Natural language region descriptions
··········

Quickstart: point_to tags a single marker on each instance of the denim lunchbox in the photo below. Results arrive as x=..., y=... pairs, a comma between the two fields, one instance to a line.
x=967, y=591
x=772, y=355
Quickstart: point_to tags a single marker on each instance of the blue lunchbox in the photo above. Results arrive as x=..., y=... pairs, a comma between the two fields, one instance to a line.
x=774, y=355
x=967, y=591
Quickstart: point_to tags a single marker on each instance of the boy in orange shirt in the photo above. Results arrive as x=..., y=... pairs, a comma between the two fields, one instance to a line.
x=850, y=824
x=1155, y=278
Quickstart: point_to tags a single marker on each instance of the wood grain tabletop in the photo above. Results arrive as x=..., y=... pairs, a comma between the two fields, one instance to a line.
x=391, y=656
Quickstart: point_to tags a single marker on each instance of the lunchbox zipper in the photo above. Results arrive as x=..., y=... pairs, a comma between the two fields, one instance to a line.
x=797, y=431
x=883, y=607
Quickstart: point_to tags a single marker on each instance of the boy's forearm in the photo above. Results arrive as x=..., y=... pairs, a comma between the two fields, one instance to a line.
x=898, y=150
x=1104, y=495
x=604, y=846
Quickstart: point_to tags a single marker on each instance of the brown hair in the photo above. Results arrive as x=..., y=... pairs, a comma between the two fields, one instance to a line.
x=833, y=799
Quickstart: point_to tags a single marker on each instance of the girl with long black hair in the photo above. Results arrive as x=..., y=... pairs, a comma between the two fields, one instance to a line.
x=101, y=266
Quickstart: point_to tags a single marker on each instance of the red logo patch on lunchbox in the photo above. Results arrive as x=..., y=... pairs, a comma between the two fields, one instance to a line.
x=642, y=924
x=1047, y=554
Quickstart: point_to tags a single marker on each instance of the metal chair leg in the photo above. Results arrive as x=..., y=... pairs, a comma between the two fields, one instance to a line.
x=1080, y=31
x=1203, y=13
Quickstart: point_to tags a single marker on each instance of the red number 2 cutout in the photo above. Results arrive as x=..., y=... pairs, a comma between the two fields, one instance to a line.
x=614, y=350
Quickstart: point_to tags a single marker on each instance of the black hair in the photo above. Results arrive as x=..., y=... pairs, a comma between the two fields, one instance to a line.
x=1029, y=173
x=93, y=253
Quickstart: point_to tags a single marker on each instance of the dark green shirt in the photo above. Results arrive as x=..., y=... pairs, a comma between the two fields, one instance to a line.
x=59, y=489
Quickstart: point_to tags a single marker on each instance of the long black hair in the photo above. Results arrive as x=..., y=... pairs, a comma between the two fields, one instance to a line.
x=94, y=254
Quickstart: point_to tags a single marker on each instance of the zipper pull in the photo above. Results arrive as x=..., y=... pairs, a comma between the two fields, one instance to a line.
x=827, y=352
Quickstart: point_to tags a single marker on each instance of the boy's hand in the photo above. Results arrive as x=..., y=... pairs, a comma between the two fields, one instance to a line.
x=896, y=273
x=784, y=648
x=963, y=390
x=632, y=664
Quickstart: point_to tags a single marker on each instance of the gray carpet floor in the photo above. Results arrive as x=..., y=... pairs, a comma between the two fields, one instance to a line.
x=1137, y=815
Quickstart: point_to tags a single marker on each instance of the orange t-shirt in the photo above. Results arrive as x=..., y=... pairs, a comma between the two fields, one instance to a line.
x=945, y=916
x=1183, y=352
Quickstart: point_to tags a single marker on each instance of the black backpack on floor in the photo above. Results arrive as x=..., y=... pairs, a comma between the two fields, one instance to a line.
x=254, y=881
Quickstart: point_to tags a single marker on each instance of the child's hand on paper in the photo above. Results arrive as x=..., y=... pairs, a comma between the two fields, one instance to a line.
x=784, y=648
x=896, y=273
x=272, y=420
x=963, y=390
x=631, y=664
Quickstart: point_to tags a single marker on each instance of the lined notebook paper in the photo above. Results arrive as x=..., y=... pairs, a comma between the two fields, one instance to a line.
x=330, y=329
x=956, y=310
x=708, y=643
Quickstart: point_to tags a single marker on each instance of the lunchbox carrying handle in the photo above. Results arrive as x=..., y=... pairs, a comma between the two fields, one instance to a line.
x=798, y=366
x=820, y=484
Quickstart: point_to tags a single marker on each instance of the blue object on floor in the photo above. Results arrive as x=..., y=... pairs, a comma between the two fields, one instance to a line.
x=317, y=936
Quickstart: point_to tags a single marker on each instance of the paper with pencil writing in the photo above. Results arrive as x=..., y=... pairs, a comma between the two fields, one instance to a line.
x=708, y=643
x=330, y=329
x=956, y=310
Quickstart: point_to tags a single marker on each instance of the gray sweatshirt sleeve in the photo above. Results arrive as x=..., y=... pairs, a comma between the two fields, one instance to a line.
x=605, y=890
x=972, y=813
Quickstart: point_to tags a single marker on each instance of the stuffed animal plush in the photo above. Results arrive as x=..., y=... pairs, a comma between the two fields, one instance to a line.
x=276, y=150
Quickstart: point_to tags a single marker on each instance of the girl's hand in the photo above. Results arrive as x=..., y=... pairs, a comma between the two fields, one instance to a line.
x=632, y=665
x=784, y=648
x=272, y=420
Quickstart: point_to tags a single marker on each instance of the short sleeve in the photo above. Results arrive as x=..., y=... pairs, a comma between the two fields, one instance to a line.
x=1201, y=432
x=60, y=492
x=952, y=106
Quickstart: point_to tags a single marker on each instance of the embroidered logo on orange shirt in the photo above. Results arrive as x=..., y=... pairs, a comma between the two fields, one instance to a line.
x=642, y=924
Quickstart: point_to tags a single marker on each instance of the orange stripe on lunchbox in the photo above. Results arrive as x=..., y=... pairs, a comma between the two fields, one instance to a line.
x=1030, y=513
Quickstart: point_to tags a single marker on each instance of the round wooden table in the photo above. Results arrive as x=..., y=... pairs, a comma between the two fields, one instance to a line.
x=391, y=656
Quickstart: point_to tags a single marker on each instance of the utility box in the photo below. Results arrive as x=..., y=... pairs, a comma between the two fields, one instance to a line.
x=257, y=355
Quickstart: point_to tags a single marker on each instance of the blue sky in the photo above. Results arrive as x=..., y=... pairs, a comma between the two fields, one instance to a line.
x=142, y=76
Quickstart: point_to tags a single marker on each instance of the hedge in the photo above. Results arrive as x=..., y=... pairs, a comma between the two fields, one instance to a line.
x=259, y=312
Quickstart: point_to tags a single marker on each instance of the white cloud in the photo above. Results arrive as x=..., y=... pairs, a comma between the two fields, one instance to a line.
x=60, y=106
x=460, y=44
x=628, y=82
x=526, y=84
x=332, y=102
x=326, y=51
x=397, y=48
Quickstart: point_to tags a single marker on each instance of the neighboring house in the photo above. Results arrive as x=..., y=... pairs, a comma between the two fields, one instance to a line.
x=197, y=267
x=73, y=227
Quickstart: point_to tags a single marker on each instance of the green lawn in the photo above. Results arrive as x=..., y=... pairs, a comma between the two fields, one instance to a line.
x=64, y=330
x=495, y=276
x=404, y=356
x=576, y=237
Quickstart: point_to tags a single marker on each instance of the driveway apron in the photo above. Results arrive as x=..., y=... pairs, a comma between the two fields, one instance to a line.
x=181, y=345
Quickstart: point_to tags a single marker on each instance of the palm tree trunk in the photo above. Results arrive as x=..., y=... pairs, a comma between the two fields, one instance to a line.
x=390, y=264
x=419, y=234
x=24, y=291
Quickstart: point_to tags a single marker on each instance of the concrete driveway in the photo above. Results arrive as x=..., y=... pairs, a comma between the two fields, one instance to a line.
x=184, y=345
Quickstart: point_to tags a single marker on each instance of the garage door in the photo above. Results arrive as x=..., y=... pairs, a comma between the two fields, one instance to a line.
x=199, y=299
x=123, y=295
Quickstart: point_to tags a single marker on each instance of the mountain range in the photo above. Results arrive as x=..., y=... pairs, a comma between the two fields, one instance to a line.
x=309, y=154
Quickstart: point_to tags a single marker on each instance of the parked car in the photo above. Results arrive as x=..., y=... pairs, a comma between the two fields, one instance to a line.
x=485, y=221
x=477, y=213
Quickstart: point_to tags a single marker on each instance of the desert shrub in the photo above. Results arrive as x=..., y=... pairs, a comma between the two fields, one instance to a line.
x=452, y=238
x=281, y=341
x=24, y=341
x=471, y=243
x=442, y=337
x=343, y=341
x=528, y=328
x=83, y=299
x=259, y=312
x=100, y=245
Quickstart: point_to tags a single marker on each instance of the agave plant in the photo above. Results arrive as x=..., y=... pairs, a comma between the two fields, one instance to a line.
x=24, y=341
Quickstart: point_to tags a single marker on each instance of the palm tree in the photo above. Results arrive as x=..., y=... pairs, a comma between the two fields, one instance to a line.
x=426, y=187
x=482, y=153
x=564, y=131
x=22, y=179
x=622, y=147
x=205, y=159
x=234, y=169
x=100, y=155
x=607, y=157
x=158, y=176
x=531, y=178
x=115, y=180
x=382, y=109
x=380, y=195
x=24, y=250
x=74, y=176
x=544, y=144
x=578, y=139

··········

Where the records above contain a line with "of the agave", repeat that line and each later line through the end, exactly, and nothing more.

Quickstart: point_to tags a single marker on each instance of the agave plant in the photo above. Results arrive as x=..., y=... pairs, a comma between the two fields, one instance to a line.
x=24, y=341
Quickstart: point_to tags a single marker on each instance of the palm tree in the photo above. Results arrive as x=..., y=... pairs, a comma between the two fields, one instance to a line.
x=426, y=187
x=482, y=153
x=564, y=131
x=22, y=179
x=622, y=147
x=205, y=159
x=234, y=169
x=100, y=155
x=607, y=157
x=158, y=176
x=531, y=178
x=115, y=180
x=382, y=109
x=380, y=195
x=24, y=250
x=74, y=176
x=544, y=144
x=578, y=139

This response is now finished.